- [Excerpt to read]:
Mr. DAVID RABIE: Very hard, you know, very hard to do anything. You can't find a job. You can't -- very hard living.
LAWTON: The family struggled for years, and reluctantly decided to return to the U.S. last January.
Mr. RABIE: We don't like to leave, but we know we have to leave. Like, you know, you don't want to do it, but you have to do it.
LAWTON: The Rabies still hope to return someday. In the meantime, from the U.S., they try to support the Christian community they left behind.
The Christian hemorrhage has been less in Israel proper, where Arab Christians are Israeli citizens. But here, too, church leaders say their community is dwindling, often squeezed between the Jewish state and their fellow Palestinians who are Muslims.

Rev. CHACOUR: We have no political power. We have very little influence as far as lobbying for our rights. The Christians in the Holy Land, they would like to see, to feel a little bit more at home.
LAWTON: The government of Israel concedes there are some inequities for its non-Jewish citizens, particularly in social services. But officials insist things are improving.
Mr. URI MOR (Israeli Ministry for Religious Affairs): And, of course, the expectations are very high, and you have to compare the situation of the Christians, how they lived in '48 and how they live now.
LAWTON: Many churches are developing new projects in an attempt to stem the immigration tide. The Latin Patriarchate, the Roman Catholic Church, is emphasizing education. An energetic young priest, Father Emil Salayta, directs the church's educational programs from his own school in Bir Zeit. Salayta's school has both Christians and Muslims, and it's the only one in the Arab West Bank that teaches Hebrew as a way to promote reconciliation between Palestinians and Israelis.

Reverend EMIL SALAYTA (Latin Patriarchate, Bir Zeit): Education is one of the main means for us to go ahead with our mission, because this is where we prepare the future of the church. But what we can do is prepare a different quality of Christians, you know, aware of their identity as Christians, well educated and with a mission within their own society.
LAWTON: In Bir Zeit, the church has also begun work on the Living Stones Housing Project, a $3 million effort to provide apartments and jobs for local Christians. Church leaders are also developing the Holy Land Christian Ecumenical Foundation, with offices in the U.S., in hopes of getting western support.

Rev. RAHEB: We think that, you know, that message of glory to God in the highest and peace on Earth, goodwill to men, which was heard 2,000 years ago, should continue to be heard in Palestine also in the next century.
LAWTON: They believe it's vital Christianity remains an active, living faith in the land where it began, not just as a reminder of the past, but as a voice for peace and reconciliation in the future. I'm Kim Lawton in Sephar-Om, Israel.

- [Given task A]: According to the report on Christians in the Holy Land, why does Father Emil Salayta's school in Bir Zeit teach Hebrew?

- [Material shown]:

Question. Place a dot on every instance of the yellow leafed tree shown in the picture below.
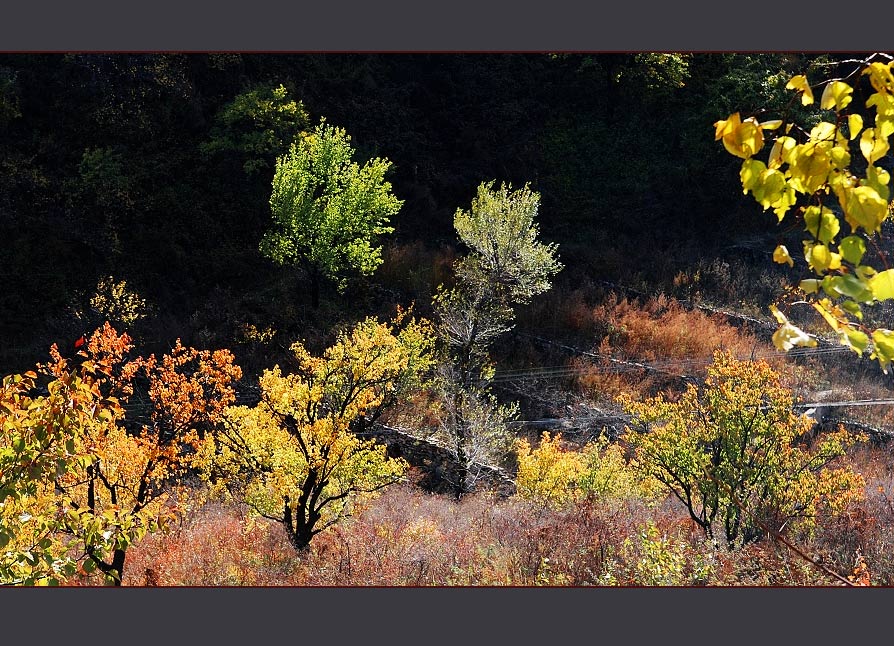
(296, 458)
(832, 179)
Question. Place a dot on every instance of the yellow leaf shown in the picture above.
(880, 77)
(809, 285)
(781, 152)
(882, 285)
(873, 145)
(781, 255)
(837, 95)
(854, 125)
(745, 140)
(823, 131)
(865, 208)
(800, 84)
(831, 320)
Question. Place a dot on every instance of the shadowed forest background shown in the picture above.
(119, 165)
(136, 190)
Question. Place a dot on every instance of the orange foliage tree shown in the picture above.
(126, 482)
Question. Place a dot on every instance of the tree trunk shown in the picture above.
(315, 289)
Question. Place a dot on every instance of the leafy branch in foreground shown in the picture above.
(834, 174)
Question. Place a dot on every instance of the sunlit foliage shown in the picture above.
(730, 452)
(506, 266)
(328, 211)
(832, 180)
(296, 458)
(125, 483)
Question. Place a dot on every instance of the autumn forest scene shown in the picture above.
(568, 320)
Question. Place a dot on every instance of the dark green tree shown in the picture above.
(505, 267)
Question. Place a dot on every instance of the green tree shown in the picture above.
(506, 266)
(328, 210)
(830, 178)
(730, 452)
(295, 458)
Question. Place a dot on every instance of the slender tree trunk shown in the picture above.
(118, 566)
(315, 288)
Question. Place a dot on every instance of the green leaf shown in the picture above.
(852, 249)
(853, 308)
(781, 152)
(850, 286)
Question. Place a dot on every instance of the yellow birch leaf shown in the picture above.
(782, 256)
(882, 285)
(873, 145)
(800, 84)
(836, 95)
(854, 125)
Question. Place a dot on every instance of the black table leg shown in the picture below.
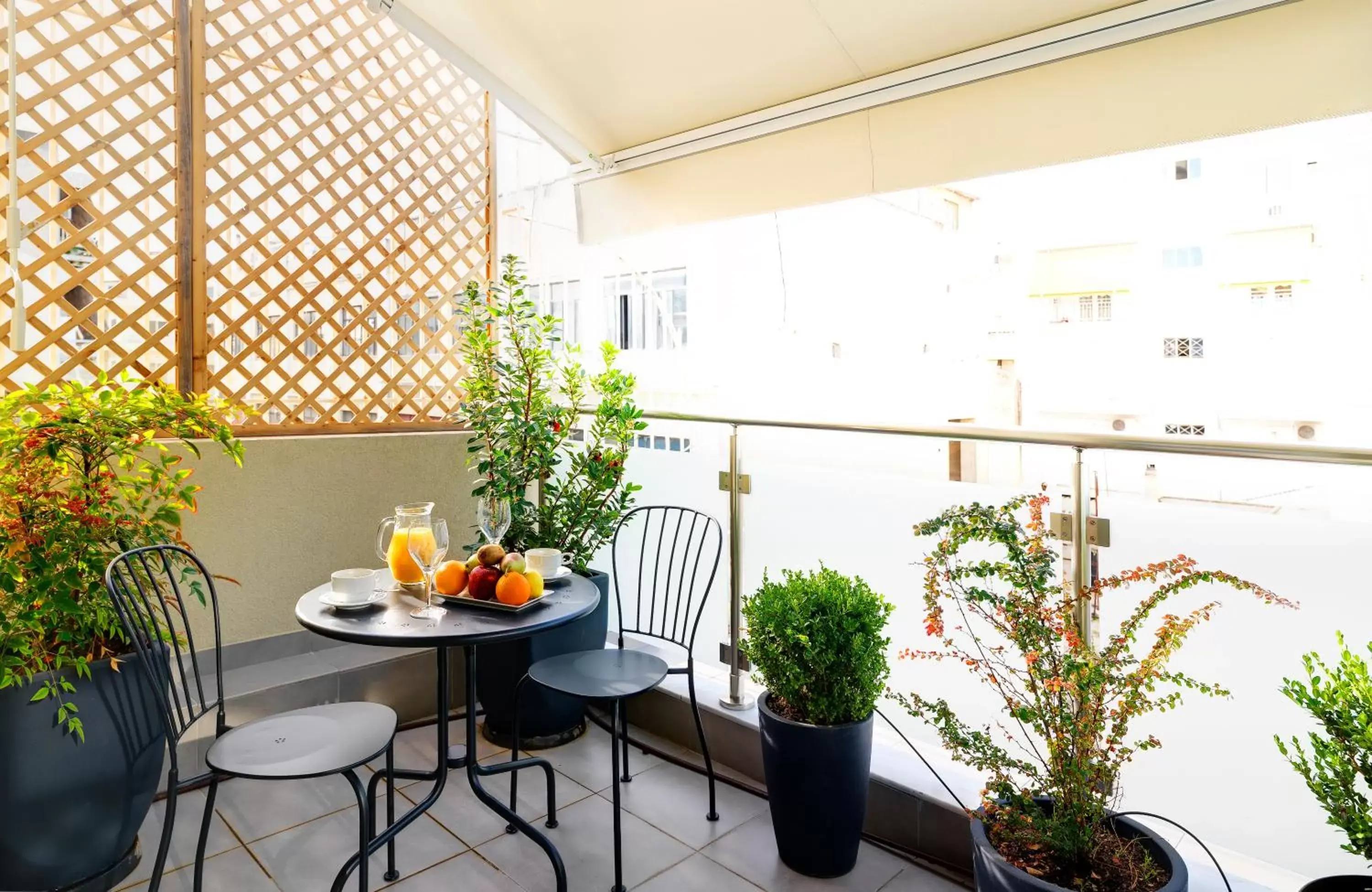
(438, 774)
(475, 770)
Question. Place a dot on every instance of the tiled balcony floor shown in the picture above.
(291, 836)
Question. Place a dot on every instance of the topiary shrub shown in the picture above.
(815, 641)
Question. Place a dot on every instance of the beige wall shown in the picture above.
(304, 507)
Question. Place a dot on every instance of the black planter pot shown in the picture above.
(70, 811)
(1344, 883)
(817, 790)
(995, 875)
(547, 718)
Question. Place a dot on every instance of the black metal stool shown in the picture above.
(673, 615)
(146, 586)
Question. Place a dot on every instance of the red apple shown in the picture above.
(481, 582)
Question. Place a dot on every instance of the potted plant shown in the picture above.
(523, 403)
(1338, 763)
(817, 644)
(81, 744)
(1046, 818)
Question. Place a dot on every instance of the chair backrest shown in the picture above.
(150, 588)
(665, 558)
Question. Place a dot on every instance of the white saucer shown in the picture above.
(330, 600)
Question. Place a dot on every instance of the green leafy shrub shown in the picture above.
(1338, 766)
(84, 475)
(522, 401)
(817, 643)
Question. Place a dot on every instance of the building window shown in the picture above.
(1183, 348)
(647, 311)
(1183, 258)
(1094, 308)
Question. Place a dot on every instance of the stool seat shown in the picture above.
(606, 674)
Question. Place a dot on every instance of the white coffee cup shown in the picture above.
(547, 562)
(353, 586)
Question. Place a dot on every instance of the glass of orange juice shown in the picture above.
(393, 541)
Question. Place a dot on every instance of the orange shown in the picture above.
(450, 577)
(512, 589)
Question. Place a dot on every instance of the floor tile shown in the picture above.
(585, 840)
(466, 873)
(184, 836)
(588, 759)
(751, 851)
(697, 875)
(257, 809)
(418, 748)
(231, 872)
(920, 880)
(460, 811)
(306, 858)
(675, 801)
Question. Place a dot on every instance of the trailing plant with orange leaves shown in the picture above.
(1068, 709)
(84, 475)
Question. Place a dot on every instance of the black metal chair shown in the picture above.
(674, 606)
(149, 588)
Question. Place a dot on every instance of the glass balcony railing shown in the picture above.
(1290, 518)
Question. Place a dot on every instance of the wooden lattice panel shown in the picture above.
(348, 199)
(96, 176)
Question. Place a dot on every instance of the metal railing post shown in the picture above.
(736, 699)
(1080, 547)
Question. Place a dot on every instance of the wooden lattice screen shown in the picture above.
(331, 179)
(96, 191)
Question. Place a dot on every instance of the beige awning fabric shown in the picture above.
(1093, 269)
(1270, 256)
(601, 77)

- [Given task B]: Render the rows as a numbered list with blank lines left out, starting with the row that contains "Question. Place a dot on every instance of the building" and going on through the last row.

- [Exercise output A]: The school teaches Hebrew to promote reconciliation between Palestinians and Israelis. It is the only school in the Arab West Bank that does so.

- [Exercise output B]:
1. Question. Place a dot on every instance of the building window shown in the picture above.
2. (1183, 348)
3. (647, 311)
4. (1183, 258)
5. (1094, 308)
6. Question. Place a dot on every instance of the stool seat shown in the picture above.
7. (606, 674)
8. Question. Place a dot on every instance of the white coffee cup shown in the picture above.
9. (547, 562)
10. (353, 586)
11. Question. Place a dot on every instance of the glass of orange juice shown in the picture above.
12. (393, 541)
13. Question. Place a dot on every instance of the orange shown in the picture above.
14. (450, 577)
15. (512, 589)
16. Question. Place a dot on every instance of the floor tile shown in the picture above.
17. (585, 840)
18. (466, 873)
19. (184, 836)
20. (588, 759)
21. (751, 851)
22. (697, 875)
23. (257, 809)
24. (418, 748)
25. (231, 872)
26. (920, 880)
27. (460, 811)
28. (306, 858)
29. (675, 801)
30. Question. Place a dot on every instance of the trailing plant with orange leaves shown in the picture above.
31. (1068, 709)
32. (84, 475)
33. Question. Place a dot on every instance of the black metal chair shown in the picture above.
34. (674, 606)
35. (149, 588)
36. Question. Place a dot on every instance of the glass balcony railing shown in the picture above.
37. (1290, 518)
38. Question. Place a dot on every instance of the wooden lattice panel shown in the picture above.
39. (348, 199)
40. (96, 176)
41. Question. Place a dot on every instance of the metal railing post shown in the picture above.
42. (736, 699)
43. (1080, 547)
44. Question. Place a dot on every instance of the wooden lattice screen shown in the picture above.
45. (331, 179)
46. (96, 191)
47. Question. Place a dot on every instance of the beige awning fabric shown in the picture above.
48. (1093, 269)
49. (1270, 256)
50. (601, 77)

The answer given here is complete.